# TASK TO CARRY OUT
Revise the stretch of data from the line containing "Question. Mark every instance of the white mini" through the line containing "x=342 y=207", replacing "instance" with "occurrence" and leaving everything else unchanged. Give only those lines.

# PROVIDED INFORMATION
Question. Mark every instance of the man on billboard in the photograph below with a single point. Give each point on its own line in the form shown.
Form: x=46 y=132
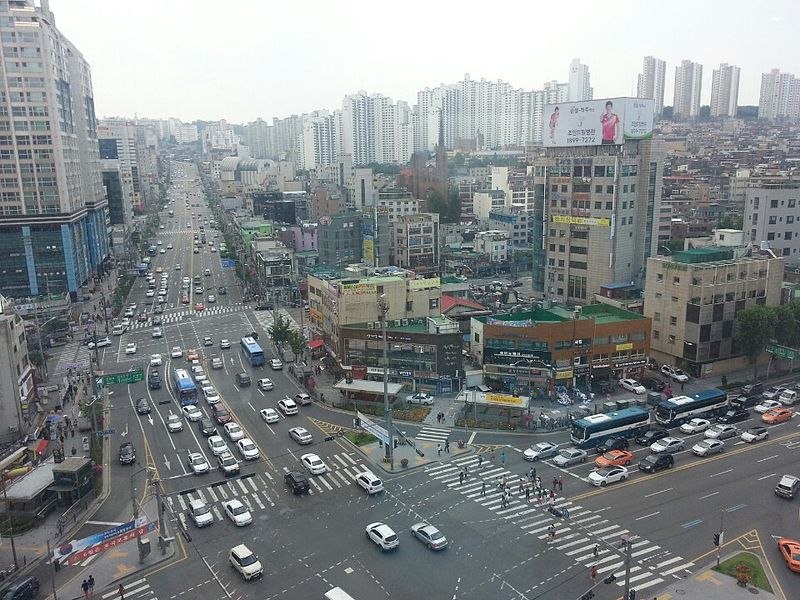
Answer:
x=610 y=122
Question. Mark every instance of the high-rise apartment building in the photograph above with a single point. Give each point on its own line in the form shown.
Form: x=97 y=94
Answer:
x=580 y=87
x=651 y=81
x=780 y=96
x=688 y=85
x=53 y=210
x=725 y=91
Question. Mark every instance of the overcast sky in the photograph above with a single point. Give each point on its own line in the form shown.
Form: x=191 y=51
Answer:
x=243 y=59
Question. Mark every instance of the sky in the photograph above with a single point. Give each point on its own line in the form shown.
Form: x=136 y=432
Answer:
x=243 y=59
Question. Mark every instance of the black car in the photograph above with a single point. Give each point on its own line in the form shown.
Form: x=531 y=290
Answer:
x=656 y=462
x=734 y=416
x=207 y=427
x=127 y=454
x=297 y=482
x=612 y=444
x=650 y=436
x=653 y=383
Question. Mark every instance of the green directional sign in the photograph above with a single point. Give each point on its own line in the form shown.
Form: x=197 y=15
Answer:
x=123 y=378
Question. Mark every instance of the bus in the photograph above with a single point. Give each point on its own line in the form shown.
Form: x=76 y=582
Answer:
x=680 y=409
x=593 y=430
x=252 y=351
x=185 y=388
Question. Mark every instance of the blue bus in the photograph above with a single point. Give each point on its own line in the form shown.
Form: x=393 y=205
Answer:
x=252 y=351
x=593 y=430
x=185 y=388
x=680 y=409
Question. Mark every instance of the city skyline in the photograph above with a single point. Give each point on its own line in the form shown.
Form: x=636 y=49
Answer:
x=257 y=70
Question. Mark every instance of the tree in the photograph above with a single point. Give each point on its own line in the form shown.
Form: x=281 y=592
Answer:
x=755 y=328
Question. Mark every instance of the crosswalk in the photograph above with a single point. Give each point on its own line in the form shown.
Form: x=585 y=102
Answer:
x=576 y=536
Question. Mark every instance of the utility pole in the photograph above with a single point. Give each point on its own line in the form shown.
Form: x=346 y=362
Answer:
x=383 y=308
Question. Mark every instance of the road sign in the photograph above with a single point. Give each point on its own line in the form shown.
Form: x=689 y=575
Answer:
x=123 y=378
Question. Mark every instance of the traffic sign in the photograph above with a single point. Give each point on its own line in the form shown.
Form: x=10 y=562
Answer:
x=123 y=378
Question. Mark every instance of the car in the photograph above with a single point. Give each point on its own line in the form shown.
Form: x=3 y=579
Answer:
x=143 y=406
x=420 y=398
x=614 y=458
x=656 y=462
x=198 y=463
x=777 y=415
x=238 y=513
x=632 y=386
x=174 y=423
x=790 y=551
x=127 y=453
x=708 y=446
x=602 y=477
x=245 y=562
x=228 y=464
x=612 y=443
x=734 y=415
x=217 y=445
x=755 y=434
x=569 y=456
x=383 y=536
x=270 y=415
x=674 y=373
x=288 y=406
x=540 y=451
x=695 y=426
x=721 y=431
x=100 y=343
x=429 y=535
x=191 y=412
x=297 y=482
x=247 y=449
x=766 y=405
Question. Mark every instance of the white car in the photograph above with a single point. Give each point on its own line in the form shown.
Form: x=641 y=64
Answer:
x=314 y=464
x=238 y=513
x=766 y=405
x=695 y=426
x=248 y=449
x=602 y=477
x=233 y=431
x=667 y=445
x=270 y=415
x=540 y=451
x=632 y=386
x=174 y=423
x=192 y=413
x=420 y=398
x=383 y=535
x=217 y=445
x=197 y=463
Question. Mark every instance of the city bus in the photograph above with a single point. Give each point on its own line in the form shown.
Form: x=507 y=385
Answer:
x=680 y=409
x=252 y=352
x=185 y=389
x=593 y=430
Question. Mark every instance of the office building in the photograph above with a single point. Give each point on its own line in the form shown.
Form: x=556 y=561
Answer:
x=779 y=98
x=53 y=211
x=651 y=81
x=688 y=85
x=725 y=91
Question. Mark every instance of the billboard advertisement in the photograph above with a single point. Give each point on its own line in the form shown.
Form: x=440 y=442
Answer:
x=597 y=122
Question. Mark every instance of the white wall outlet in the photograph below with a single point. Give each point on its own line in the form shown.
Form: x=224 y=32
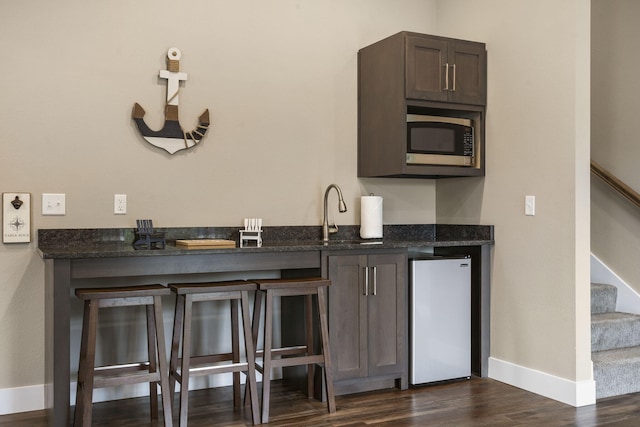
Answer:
x=530 y=205
x=54 y=204
x=119 y=204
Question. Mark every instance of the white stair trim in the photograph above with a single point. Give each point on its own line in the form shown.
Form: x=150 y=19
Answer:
x=21 y=399
x=628 y=300
x=581 y=393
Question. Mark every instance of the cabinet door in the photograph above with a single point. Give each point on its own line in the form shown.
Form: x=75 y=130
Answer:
x=347 y=316
x=468 y=73
x=426 y=69
x=386 y=314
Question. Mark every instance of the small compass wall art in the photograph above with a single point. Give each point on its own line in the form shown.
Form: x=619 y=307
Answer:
x=16 y=217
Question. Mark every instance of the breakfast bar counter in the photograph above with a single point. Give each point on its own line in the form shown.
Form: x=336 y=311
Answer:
x=74 y=255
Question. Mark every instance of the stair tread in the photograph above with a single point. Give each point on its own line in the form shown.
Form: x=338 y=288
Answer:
x=618 y=355
x=612 y=316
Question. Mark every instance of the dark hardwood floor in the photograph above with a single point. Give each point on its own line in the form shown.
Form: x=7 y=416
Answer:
x=478 y=402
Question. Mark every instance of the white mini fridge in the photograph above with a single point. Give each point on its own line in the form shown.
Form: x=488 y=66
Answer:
x=440 y=322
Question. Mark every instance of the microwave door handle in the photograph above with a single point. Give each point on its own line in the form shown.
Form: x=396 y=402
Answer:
x=454 y=77
x=446 y=76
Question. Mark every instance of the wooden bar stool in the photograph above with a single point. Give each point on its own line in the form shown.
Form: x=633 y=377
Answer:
x=154 y=371
x=185 y=365
x=298 y=355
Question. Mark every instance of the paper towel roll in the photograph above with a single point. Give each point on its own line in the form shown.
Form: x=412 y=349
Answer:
x=371 y=217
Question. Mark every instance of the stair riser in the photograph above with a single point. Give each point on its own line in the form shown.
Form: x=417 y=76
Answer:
x=617 y=379
x=615 y=334
x=603 y=298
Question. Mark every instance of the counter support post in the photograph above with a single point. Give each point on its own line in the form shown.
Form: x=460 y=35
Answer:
x=57 y=341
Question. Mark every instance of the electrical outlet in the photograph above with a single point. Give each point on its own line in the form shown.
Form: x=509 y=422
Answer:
x=54 y=204
x=119 y=204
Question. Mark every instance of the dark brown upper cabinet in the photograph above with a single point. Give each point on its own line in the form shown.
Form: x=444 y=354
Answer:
x=411 y=73
x=440 y=69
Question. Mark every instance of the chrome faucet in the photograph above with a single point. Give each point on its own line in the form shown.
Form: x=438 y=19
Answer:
x=342 y=207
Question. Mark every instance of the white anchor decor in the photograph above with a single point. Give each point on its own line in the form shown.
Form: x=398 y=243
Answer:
x=171 y=137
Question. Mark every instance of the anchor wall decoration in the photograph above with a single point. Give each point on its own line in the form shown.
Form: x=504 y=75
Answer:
x=171 y=137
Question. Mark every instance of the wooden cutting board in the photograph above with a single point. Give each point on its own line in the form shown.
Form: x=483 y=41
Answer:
x=206 y=243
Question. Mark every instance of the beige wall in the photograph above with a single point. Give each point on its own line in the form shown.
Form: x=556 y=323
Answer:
x=615 y=225
x=538 y=80
x=279 y=78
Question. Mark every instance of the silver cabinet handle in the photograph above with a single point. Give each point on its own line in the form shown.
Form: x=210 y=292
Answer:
x=446 y=76
x=366 y=281
x=454 y=77
x=375 y=280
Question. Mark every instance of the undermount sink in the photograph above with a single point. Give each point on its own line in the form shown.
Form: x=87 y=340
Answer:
x=353 y=242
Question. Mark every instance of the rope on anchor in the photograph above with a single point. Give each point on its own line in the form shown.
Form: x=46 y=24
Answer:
x=174 y=65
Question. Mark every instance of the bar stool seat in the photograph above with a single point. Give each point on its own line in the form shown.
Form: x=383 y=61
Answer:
x=185 y=365
x=297 y=355
x=154 y=371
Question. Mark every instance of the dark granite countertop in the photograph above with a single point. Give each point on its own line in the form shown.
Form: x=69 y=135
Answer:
x=118 y=242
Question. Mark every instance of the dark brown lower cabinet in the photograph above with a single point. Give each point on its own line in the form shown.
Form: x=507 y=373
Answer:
x=368 y=320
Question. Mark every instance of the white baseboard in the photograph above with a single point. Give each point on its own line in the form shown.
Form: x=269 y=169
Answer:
x=31 y=398
x=570 y=392
x=628 y=300
x=21 y=399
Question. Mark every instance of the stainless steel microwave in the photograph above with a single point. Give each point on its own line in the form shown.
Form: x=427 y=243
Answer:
x=434 y=140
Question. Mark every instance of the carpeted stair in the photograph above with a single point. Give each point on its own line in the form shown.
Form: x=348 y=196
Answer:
x=615 y=344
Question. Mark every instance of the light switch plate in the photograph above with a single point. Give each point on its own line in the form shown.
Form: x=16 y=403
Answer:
x=530 y=205
x=16 y=217
x=54 y=204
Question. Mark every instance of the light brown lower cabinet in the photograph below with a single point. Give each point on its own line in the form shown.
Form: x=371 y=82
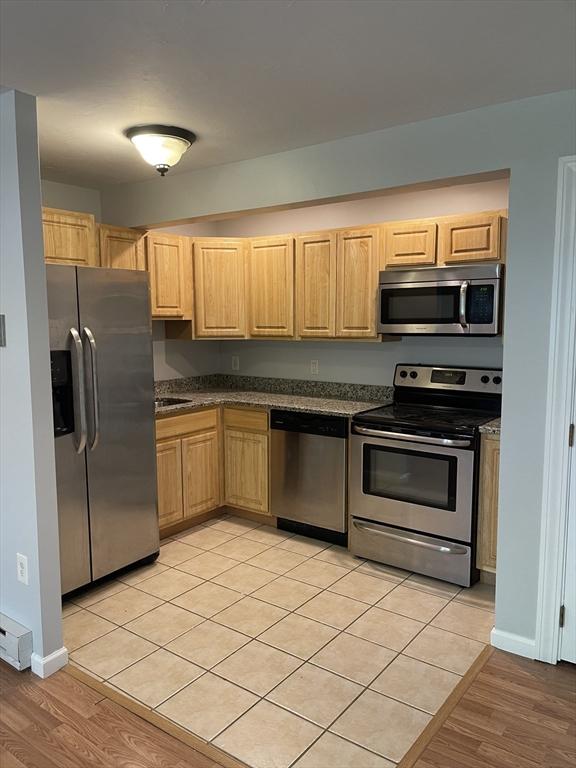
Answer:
x=201 y=473
x=169 y=471
x=188 y=466
x=488 y=502
x=246 y=459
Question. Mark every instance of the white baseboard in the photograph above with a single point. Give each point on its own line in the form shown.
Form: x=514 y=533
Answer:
x=44 y=666
x=508 y=641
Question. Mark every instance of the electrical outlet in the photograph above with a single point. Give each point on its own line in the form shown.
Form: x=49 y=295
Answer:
x=22 y=568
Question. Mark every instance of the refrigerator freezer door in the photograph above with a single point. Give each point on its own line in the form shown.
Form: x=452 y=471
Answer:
x=70 y=465
x=121 y=457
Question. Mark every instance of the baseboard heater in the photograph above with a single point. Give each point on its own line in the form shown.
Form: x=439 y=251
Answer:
x=15 y=643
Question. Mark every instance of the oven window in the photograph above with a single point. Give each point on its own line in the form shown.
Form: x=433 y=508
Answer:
x=436 y=304
x=412 y=476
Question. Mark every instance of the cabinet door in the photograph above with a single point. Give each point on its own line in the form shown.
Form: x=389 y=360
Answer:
x=471 y=238
x=201 y=467
x=166 y=266
x=316 y=285
x=169 y=471
x=246 y=470
x=409 y=243
x=219 y=288
x=69 y=237
x=488 y=502
x=356 y=283
x=121 y=248
x=271 y=286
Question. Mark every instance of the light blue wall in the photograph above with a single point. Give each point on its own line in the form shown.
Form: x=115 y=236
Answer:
x=71 y=198
x=525 y=136
x=354 y=362
x=28 y=508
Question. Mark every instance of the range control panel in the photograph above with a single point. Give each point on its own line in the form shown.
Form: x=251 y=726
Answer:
x=455 y=379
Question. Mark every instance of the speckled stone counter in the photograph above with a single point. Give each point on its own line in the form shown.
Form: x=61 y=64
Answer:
x=257 y=392
x=199 y=399
x=491 y=428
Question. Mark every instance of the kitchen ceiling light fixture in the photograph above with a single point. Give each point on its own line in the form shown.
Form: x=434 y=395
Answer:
x=161 y=145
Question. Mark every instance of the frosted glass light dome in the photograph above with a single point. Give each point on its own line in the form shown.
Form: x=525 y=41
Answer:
x=160 y=145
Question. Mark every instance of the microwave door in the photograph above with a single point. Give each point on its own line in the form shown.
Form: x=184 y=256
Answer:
x=424 y=308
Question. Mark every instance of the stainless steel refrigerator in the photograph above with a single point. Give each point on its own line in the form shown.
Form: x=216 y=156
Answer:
x=103 y=396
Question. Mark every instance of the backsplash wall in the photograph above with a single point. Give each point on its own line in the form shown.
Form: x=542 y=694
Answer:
x=355 y=362
x=178 y=359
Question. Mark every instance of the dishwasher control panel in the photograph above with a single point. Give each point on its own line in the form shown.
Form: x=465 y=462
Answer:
x=309 y=423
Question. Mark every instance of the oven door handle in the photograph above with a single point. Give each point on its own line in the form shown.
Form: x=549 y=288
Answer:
x=453 y=549
x=449 y=443
x=462 y=304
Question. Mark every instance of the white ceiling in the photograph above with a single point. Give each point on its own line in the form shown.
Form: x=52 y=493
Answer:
x=253 y=77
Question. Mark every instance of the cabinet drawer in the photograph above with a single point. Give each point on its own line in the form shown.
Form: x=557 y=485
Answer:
x=174 y=426
x=244 y=418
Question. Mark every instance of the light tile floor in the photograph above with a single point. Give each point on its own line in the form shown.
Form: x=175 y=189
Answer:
x=281 y=650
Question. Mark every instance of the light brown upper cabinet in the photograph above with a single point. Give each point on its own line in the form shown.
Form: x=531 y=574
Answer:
x=219 y=288
x=121 y=248
x=477 y=237
x=271 y=286
x=356 y=282
x=316 y=285
x=170 y=291
x=69 y=237
x=409 y=243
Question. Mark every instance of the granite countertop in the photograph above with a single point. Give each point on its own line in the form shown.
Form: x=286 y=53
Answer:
x=491 y=428
x=329 y=406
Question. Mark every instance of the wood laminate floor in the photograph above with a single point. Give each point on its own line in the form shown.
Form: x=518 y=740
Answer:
x=62 y=723
x=516 y=714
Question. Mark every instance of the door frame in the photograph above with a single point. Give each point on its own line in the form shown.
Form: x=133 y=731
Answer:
x=561 y=382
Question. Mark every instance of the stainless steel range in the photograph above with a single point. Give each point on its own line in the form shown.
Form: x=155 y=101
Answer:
x=413 y=471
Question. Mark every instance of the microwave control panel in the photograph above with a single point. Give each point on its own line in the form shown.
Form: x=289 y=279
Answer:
x=480 y=309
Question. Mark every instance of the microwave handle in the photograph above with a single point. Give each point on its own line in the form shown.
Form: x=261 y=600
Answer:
x=462 y=304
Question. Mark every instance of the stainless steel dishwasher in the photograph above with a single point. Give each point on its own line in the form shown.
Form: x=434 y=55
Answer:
x=308 y=469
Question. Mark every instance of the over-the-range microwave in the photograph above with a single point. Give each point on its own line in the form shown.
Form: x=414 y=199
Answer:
x=443 y=301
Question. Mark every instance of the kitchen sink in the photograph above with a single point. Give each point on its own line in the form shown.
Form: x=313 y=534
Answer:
x=161 y=402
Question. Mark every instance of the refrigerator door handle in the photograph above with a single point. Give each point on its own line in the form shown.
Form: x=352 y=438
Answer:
x=94 y=388
x=79 y=394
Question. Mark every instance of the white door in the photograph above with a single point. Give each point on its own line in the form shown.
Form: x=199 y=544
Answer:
x=567 y=650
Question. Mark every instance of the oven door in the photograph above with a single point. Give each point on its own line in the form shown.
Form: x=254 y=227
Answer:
x=412 y=484
x=451 y=307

# EXPECTED ANSWER
Question. Mark every occurrence of the white mini fridge in the photograph above with a single point. Give each point on its own line in the form shown.
Form: x=488 y=66
Answer:
x=440 y=322
Question. Mark every occurrence of the microwave door handle in the photograph above with a single point. Give each point on its own line in the form shown.
Form: x=396 y=402
Answer:
x=454 y=77
x=446 y=76
Question. Mark every occurrence of the wooden bar stool in the photograph above with a single point. Give each point on its own line in the form shown.
Form: x=633 y=377
Answer:
x=154 y=371
x=185 y=365
x=298 y=355
Question. Mark every occurrence of the paper towel roll in the photograph above with a single point. Give each point on its own line in the form shown.
Form: x=412 y=349
Answer:
x=371 y=217
Question. Mark every occurrence of the stair riser in the photograph above with a single point. Give each point on its own line in the form shown.
Form: x=417 y=76
Answer:
x=617 y=379
x=615 y=334
x=603 y=298
Question. Mark every occurrence of the counter support post in the photograph above with a single point. Give each point on its own line in the form shown.
Form: x=460 y=35
Answer:
x=57 y=341
Question. Mark every occurrence of the electrical outlet in the photograph above with a single point. Give each point on its own line in the form shown.
Form: x=509 y=422
Answer:
x=54 y=204
x=119 y=204
Question. Mark every occurrence of the dark brown upper cabinet in the photograph above with a single point. Give each point on its own line in the form shown.
Form: x=444 y=354
Answer:
x=411 y=73
x=440 y=69
Question. Mark every occurrence of the chrome faucet in the photograph above with a single point. Give each point on its own line in the form shown.
Form: x=438 y=19
Answer:
x=342 y=207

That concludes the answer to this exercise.